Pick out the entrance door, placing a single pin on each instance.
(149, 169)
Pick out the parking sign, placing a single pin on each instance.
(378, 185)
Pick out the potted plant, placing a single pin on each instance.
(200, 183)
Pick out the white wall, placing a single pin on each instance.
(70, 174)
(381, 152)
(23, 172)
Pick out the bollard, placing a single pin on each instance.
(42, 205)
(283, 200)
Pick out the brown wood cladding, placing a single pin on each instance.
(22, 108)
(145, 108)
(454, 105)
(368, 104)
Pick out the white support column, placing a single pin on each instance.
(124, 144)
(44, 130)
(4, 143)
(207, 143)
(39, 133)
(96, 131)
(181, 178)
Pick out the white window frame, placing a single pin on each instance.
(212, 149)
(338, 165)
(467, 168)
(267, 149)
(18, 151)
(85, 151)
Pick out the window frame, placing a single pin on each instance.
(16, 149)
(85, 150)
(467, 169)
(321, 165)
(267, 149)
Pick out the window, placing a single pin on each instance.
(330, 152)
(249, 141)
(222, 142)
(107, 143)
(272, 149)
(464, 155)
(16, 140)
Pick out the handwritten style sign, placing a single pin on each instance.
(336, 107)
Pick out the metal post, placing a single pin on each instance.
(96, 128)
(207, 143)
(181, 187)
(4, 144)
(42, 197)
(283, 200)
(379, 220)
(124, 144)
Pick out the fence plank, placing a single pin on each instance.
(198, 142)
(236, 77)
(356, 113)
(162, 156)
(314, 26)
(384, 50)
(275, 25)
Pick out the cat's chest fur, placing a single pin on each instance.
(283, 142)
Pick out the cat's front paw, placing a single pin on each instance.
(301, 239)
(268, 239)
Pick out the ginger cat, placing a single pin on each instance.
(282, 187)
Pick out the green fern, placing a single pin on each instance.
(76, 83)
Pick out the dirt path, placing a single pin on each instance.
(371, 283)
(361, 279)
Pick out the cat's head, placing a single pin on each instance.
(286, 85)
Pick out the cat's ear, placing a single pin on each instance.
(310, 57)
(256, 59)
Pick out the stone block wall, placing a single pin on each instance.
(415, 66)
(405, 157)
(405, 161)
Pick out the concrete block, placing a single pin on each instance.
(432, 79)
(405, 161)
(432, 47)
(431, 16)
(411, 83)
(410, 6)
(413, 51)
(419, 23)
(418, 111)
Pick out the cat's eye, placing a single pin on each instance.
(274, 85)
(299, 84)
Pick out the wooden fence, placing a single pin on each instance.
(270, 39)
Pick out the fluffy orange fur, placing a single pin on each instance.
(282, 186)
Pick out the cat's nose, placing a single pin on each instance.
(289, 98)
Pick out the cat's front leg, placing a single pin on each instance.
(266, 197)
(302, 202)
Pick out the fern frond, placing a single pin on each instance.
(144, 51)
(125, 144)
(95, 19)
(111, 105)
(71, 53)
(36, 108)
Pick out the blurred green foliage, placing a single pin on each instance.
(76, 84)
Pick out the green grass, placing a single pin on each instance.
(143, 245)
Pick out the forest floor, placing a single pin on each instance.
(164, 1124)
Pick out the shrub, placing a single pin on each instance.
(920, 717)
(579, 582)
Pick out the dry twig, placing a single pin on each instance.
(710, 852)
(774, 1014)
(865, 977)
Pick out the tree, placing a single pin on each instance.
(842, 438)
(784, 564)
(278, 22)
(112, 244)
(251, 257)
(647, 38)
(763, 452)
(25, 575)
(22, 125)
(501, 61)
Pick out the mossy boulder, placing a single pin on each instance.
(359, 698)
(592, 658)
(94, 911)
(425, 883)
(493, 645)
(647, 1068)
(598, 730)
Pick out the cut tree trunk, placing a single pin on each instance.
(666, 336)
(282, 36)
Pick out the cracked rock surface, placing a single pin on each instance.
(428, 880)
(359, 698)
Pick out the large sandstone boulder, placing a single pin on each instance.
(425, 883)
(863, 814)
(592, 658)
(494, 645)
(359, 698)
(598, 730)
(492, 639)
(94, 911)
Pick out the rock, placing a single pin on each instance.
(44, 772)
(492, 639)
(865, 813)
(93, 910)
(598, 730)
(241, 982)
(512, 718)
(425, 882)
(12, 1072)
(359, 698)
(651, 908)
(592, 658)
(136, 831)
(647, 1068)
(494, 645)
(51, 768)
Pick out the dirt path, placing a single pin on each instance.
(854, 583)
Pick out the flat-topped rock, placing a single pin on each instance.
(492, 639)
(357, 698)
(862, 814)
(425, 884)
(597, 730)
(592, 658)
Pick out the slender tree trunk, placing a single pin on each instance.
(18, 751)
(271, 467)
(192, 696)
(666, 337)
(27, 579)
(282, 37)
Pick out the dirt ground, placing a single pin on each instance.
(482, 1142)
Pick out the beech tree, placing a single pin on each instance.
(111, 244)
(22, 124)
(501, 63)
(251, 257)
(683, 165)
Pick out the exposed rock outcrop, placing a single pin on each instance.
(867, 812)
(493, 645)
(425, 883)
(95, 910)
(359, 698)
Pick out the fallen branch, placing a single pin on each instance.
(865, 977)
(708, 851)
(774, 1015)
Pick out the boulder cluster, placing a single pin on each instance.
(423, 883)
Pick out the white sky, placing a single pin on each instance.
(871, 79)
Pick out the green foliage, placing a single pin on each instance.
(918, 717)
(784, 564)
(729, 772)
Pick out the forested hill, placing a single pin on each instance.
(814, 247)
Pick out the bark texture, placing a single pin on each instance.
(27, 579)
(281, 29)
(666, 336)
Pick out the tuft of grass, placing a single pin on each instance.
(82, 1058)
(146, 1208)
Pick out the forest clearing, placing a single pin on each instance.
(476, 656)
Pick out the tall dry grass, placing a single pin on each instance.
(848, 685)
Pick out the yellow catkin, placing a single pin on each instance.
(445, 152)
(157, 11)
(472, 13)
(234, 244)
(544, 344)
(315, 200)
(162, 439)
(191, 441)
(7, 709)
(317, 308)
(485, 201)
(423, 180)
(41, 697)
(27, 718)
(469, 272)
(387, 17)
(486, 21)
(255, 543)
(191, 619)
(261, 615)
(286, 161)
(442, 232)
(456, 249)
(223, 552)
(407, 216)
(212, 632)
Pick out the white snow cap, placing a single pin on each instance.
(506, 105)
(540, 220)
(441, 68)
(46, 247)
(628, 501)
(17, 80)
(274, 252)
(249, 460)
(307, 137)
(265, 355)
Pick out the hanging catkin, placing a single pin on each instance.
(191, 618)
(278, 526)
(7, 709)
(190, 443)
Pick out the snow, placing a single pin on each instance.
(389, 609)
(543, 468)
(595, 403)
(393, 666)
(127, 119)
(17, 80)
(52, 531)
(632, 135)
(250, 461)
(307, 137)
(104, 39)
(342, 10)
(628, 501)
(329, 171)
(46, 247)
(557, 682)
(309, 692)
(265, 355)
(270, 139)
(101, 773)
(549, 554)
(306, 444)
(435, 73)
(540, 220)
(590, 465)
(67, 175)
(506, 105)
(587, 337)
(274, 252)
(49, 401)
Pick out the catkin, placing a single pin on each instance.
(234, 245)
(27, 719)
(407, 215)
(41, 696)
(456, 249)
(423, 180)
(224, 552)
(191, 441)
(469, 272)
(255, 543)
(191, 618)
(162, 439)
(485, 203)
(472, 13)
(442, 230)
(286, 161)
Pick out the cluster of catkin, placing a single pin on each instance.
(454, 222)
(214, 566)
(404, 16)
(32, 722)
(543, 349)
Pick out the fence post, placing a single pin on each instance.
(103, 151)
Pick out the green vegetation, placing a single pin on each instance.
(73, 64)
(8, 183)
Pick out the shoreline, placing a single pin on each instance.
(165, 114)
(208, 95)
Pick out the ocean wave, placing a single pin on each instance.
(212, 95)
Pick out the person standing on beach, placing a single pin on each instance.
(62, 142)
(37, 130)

──────

> _Task goal_: Each line of the listing is to be output verbatim.

> _Result of the exercise_:
Pick out the entrance door, placing a single pin on each instance.
(149, 169)
Pick out the parking sign, placing a single pin on each instance.
(378, 185)
Pick out the potted plant, placing a single pin on each instance.
(200, 183)
Pick out the white wall, placing a single pin on each instance.
(70, 174)
(381, 152)
(23, 172)
Pick out the bollard, placing a single pin on each instance.
(42, 205)
(283, 200)
Pick out the brown wood cladding, placing a single pin on each instance.
(22, 108)
(145, 108)
(454, 105)
(368, 104)
Pick out the white support column, placing a single pin on each instance.
(124, 144)
(44, 130)
(4, 143)
(207, 143)
(39, 133)
(96, 131)
(181, 178)
Pick out the white window frame, placing a single pin on each instance.
(212, 149)
(338, 165)
(467, 168)
(267, 149)
(18, 151)
(85, 151)
Pick out the window frame, placing a single pin on each instance.
(16, 149)
(85, 150)
(467, 169)
(321, 165)
(267, 149)
Pick out the window, placing a single pin on each instance.
(330, 152)
(249, 141)
(222, 142)
(107, 143)
(272, 149)
(464, 155)
(16, 140)
Pick out the handwritten style sign, placing a single pin on each instance.
(336, 107)
Pick out the metal post, placing a single pin on each instance.
(96, 128)
(207, 143)
(181, 187)
(4, 144)
(42, 197)
(283, 200)
(379, 220)
(124, 144)
Pick out the fence plank, placing a single pin on each instance.
(198, 142)
(236, 77)
(356, 113)
(162, 156)
(314, 26)
(384, 50)
(275, 25)
Pick out the cat's chest fur, placing a single pin on each instance.
(283, 142)
Pick out the cat's front paw, placing a single pin on each instance.
(301, 239)
(268, 239)
Pick out the ginger cat, placing a single pin on each instance.
(282, 187)
Pick out the green fern, placing a single pin on each instance.
(76, 83)
Pick out the dirt path, placing a single pin on each instance.
(371, 283)
(361, 279)
Pick out the cat's head, placing a single pin on each instance.
(286, 85)
Pick out the cat's ear, placing a single pin on each instance.
(310, 57)
(256, 59)
Pick out the stone block wall, placing a single pin on each instance.
(415, 66)
(405, 157)
(405, 161)
Pick out the concrete block, placing a single pin on each instance.
(432, 79)
(405, 161)
(432, 47)
(431, 16)
(411, 83)
(410, 6)
(413, 51)
(419, 23)
(418, 111)
Pick out the cat's eye, placing a single pin on each instance.
(274, 85)
(299, 84)
Pick out the wooden fence, placing a single pin on each instance.
(270, 39)
Pick out the fluffy orange fur, placing a single pin on each instance.
(282, 186)
Pick out the cat's nose, placing a single pin on each instance.
(289, 98)
Pick out the cat's front leg, placing a single pin on each instance.
(266, 197)
(302, 202)
Pick out the fern frond, placing a single pin on each instance.
(144, 51)
(125, 144)
(95, 19)
(111, 105)
(71, 53)
(36, 108)
Pick out the blurred green foliage, placing a single pin on each instance.
(76, 84)
Pick out the green grass, placing a single pin on each instance.
(143, 245)
Pick out the forest floor, placing a single pin on each instance.
(164, 1124)
Pick out the shrub, placing a single pin on each instance.
(920, 717)
(579, 582)
Pick out the dry twig, placing a single pin on each instance.
(710, 852)
(774, 1014)
(865, 977)
Pick out the tree, placing a single pin on each instance.
(842, 438)
(784, 564)
(278, 22)
(112, 244)
(251, 257)
(647, 38)
(763, 452)
(25, 575)
(22, 125)
(501, 61)
Pick out the mossy boulder, placing a single pin on each instance.
(359, 698)
(592, 658)
(94, 911)
(425, 883)
(493, 645)
(647, 1068)
(598, 730)
Pick out the cut tree trunk, placing a single pin on each instance.
(666, 336)
(282, 36)
Pick out the cracked rock surface, placing a single pin on each instance.
(428, 880)
(359, 698)
Pick out the large sandstone boulder, placing a single pin on each instance.
(425, 883)
(863, 814)
(592, 658)
(494, 645)
(359, 698)
(598, 730)
(492, 639)
(94, 911)
Pick out the rock, placing a single pin on each instance.
(44, 772)
(492, 639)
(865, 813)
(93, 910)
(598, 730)
(241, 982)
(512, 718)
(425, 882)
(12, 1072)
(359, 698)
(651, 908)
(592, 658)
(136, 831)
(647, 1068)
(494, 645)
(51, 768)
Pick out the dirt path, placing a single pin on each instance.
(854, 583)
Pick out the flat-topped rock, placing a single pin on each instance.
(492, 639)
(357, 698)
(862, 814)
(425, 884)
(597, 730)
(592, 658)
Pick out the slender tree trunk, placing a single pin on each instance.
(18, 751)
(271, 467)
(192, 696)
(666, 337)
(27, 579)
(282, 37)
Pick out the dirt ground, placing a single pin on each instance.
(482, 1142)
Pick out the beech tree, placing a single pin on each instance.
(111, 244)
(22, 124)
(501, 63)
(251, 257)
(683, 165)
Pick out the exposed rock outcrop, placing a single pin on each instance.
(867, 812)
(493, 645)
(425, 883)
(95, 910)
(359, 698)
Pick out the fallen branch, placing a single pin on each instance.
(865, 977)
(708, 851)
(774, 1015)
Pick out the boulder cluster, placing a single pin on each instance.
(423, 883)
Pick out the white sky, placing a single pin on each instance.
(871, 79)
Pick out the green foliage, placing a single pin on each instance.
(918, 717)
(784, 564)
(729, 772)
Pick out the forested hill, placing a single pin on each instance.
(814, 247)
Pick out the bark texture, placing a single pin on each instance.
(27, 579)
(281, 29)
(666, 336)
Pick out the tuft of grass, placing a single pin on each instance.
(82, 1058)
(146, 1208)
Pick out the forest clearing, placing a single pin on each instance.
(476, 656)
Pick out the tall dry grass, placing a single pin on each instance.
(848, 685)
Pick out the yellow catkin, placing a single pin on each instance.
(445, 152)
(157, 11)
(472, 13)
(234, 244)
(544, 344)
(315, 200)
(162, 439)
(191, 441)
(7, 709)
(317, 308)
(485, 201)
(423, 180)
(41, 697)
(27, 718)
(469, 272)
(387, 17)
(486, 21)
(255, 543)
(191, 619)
(261, 615)
(286, 161)
(442, 232)
(456, 249)
(223, 552)
(407, 216)
(212, 632)
Pick out the white snow cap, placing a single pin on each instance.
(506, 105)
(540, 220)
(441, 68)
(46, 247)
(628, 501)
(17, 80)
(274, 252)
(249, 460)
(307, 137)
(265, 355)
Pick out the hanging catkin, placing a single pin on each instance.
(191, 618)
(278, 526)
(7, 709)
(190, 443)
Pick out the snow, placing a single pin on each instance.
(389, 609)
(543, 468)
(595, 403)
(393, 666)
(127, 119)
(17, 80)
(52, 531)
(632, 135)
(250, 461)
(307, 137)
(104, 39)
(342, 10)
(628, 501)
(329, 171)
(46, 247)
(557, 682)
(309, 692)
(265, 355)
(270, 139)
(101, 773)
(549, 554)
(306, 444)
(435, 73)
(540, 220)
(590, 465)
(67, 175)
(506, 105)
(587, 337)
(274, 252)
(49, 401)
Pick out the catkin, placing a single pin on each instance.
(234, 245)
(27, 719)
(407, 215)
(41, 696)
(456, 249)
(423, 180)
(224, 552)
(191, 441)
(469, 272)
(255, 543)
(191, 618)
(162, 439)
(485, 203)
(472, 13)
(442, 230)
(286, 161)
Pick out the cluster of catkin, placing a single pin on each instance.
(454, 222)
(214, 566)
(404, 16)
(32, 722)
(543, 349)
Pick out the fence post, placing a single pin on each instance.
(103, 151)
Pick out the green vegetation, placing a single pin on each instance.
(73, 64)
(8, 183)
Pick out the shoreline, placing a single pin on each instance.
(165, 114)
(208, 95)
Pick out the ocean wave, placing a single pin on each instance.
(212, 95)
Pick out the person standing on beach, placing a single pin on each instance.
(62, 142)
(37, 130)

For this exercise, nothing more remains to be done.